++++ 文本片段 ++++

本文为解决微铣削加工金属和脆性材料过程中出现的问题和提高加工精度以及提高表面质量而提出了在微铣削的基础上加入超声振动的方法。本文论述主要由以下几方面进行。
首先根据超声换能器及变幅杆理论进行超声振子设计。同时设计了扭转振动工作台。由于本课题的超声振动铣削系统应用于铣削硬质合金,铣削力较大且超声振子的振幅要求较大,反向弹簧确保扭转工作台和超声振子同频率振动,通过理论设计的一级锥形变幅杆不能满足实验需要应进一步放大,因此在一级变幅杆末端加入一个阶梯型变幅杆。通过这种方法设计出的振子理论上可以满足实验需要,但是实际中由于振子的负载在一定范围内变化,负载变化直接导致振子在激励频率不变时固有频率偏移,那么在一些情况下振子难以正常工作。由于振子的工作带宽直接取决于振子的尺寸,为了增加带宽和确保振子正常工作,本文采用有限元软件ANSYS进行了振子尺寸和固有频率的优化,最后设计出适合本课题的超声振子。
对微铣削以及超声振动微铣削加工硬质钢进行了切削力数学理论方面的研究。本文将切削过程适当简化,将铣刀刀尖与工件的接触点复坐标化。以相邻两个周期的切削点的坐标相减得到微铣削过程中切削厚度方程,以切削厚度与实验中测定的切削系数的乘积作为微铣削力。同样方法推导出超声振动微铣削力的方程。应用动态断裂力学理论解释超声振动微铣削工件材料裂纹的扩展对切削力的影响,从裂纹扩展机理方面解释了超声振动微铣削切削力减小的原因。在建立了超声振动微铣削理论模型之后,建立了超声振动微铣削力有限元模型,通过模拟得出加入超声振动后微铣削力降低的结论,表明仿真果与理论分析结果趋势一致。
建立了超声振动微铣削工件表面残余应力的仿真模型,适当简化铣刀和工件。工件材料选择Johnson-Cook本构方程来描述。切屑形成过程采用Johnson-Cook断裂法则描述。经过显式计算得到去除工件约束后表面残余应力分布图。再分别提取同一个参考点在S11方向和S22方向的残余应力。然后通过模拟得到超声振动微铣削工件表面残余应力随着刀具几何参数变化、切削参数变化和振动参数变化的规律。
在五轴小机床上加入超声振子、超声振动扭转工作台、超声波发生器以及测力仪、CCD相机,建立了超声振动微铣削系统。通过该系统进行了4340钢和玻璃的铣槽实验。通过铣槽实验验证了超声振动微铣削力降低的结论。通过激光共聚焦显微镜观察加工后的工件表面形貌得出超声振动微铣削工件表面质量改善,同时得到铣刀变形改善、工件抗腐蚀性能改善的规律。通过X射线法测量工件表面的残余应力得到超声振动微铣削工件表面的残余应力降低的结论。通过对玻璃的铣槽实验验证了加入超声振动后脆性材料的切削力明显降低,脆性材料的工件在加入超声振动后的切削过程中切屑的崩裂减少,玻璃的铣削得到改善的结论。
本文通过加入超声振动来改善微铣削加工工件的质量为今后微机械零件的制造提供了依据。

++++ 所示数据 ++++

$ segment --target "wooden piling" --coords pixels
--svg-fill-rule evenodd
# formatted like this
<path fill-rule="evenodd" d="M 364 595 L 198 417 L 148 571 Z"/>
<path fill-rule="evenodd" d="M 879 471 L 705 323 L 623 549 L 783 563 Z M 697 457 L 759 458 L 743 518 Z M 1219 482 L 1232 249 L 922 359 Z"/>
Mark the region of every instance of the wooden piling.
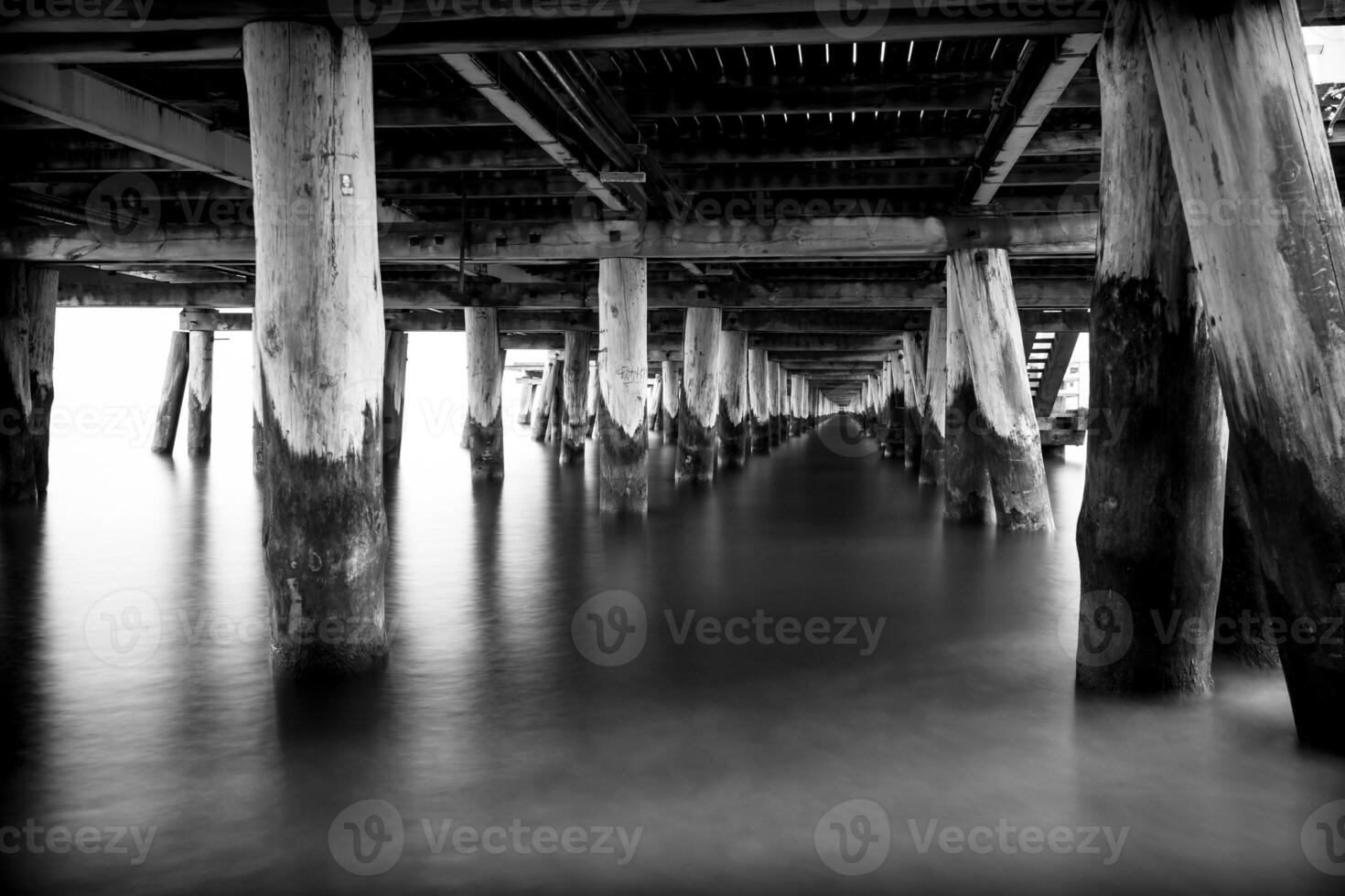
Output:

++++

- 任务说明:
1. 文本片段中，振子尺寸和固有频率的优化是用什么软件完成的？
2. 请把文本片段中以"建立了超声振动微铣削工件表面残余应力的仿真模型"开头的段落改写成要点列表，保留其主要事实。
3. 请用三句话概括文本片段的内容。
作答时用不到这些记录。

- 任务结果:
1. 有限元软件ANSYS。

2.
- 建立超声振动微铣削工件表面残余应力仿真模型，对铣刀和工件作适当简化。
- 工件材料用Johnson-Cook本构方程描述，切屑形成过程用Johnson-Cook断裂法则描述。
- 经显式计算得到去除工件约束后的表面残余应力分布图，并提取同一参考点在S11和S22方向的残余应力。
- 通过模拟得出工件表面残余应力随刀具几何参数、切削参数和振动参数变化的规律。

3. 文本片段提出在微铣削中加入超声振动，以解决加工金属和脆性材料时出现的问题，并提高加工精度和表面质量。为此设计了超声振子和扭转振动工作台，用ANSYS优化了振子尺寸和固有频率，还建立了切削力理论模型以及切削力和表面残余应力的有限元模型。在五轴小机床上建立的超声振动微铣削系统对4340钢和玻璃进行了铣槽实验，验证了加入超声振动后切削力和表面残余应力降低、表面质量改善的结论。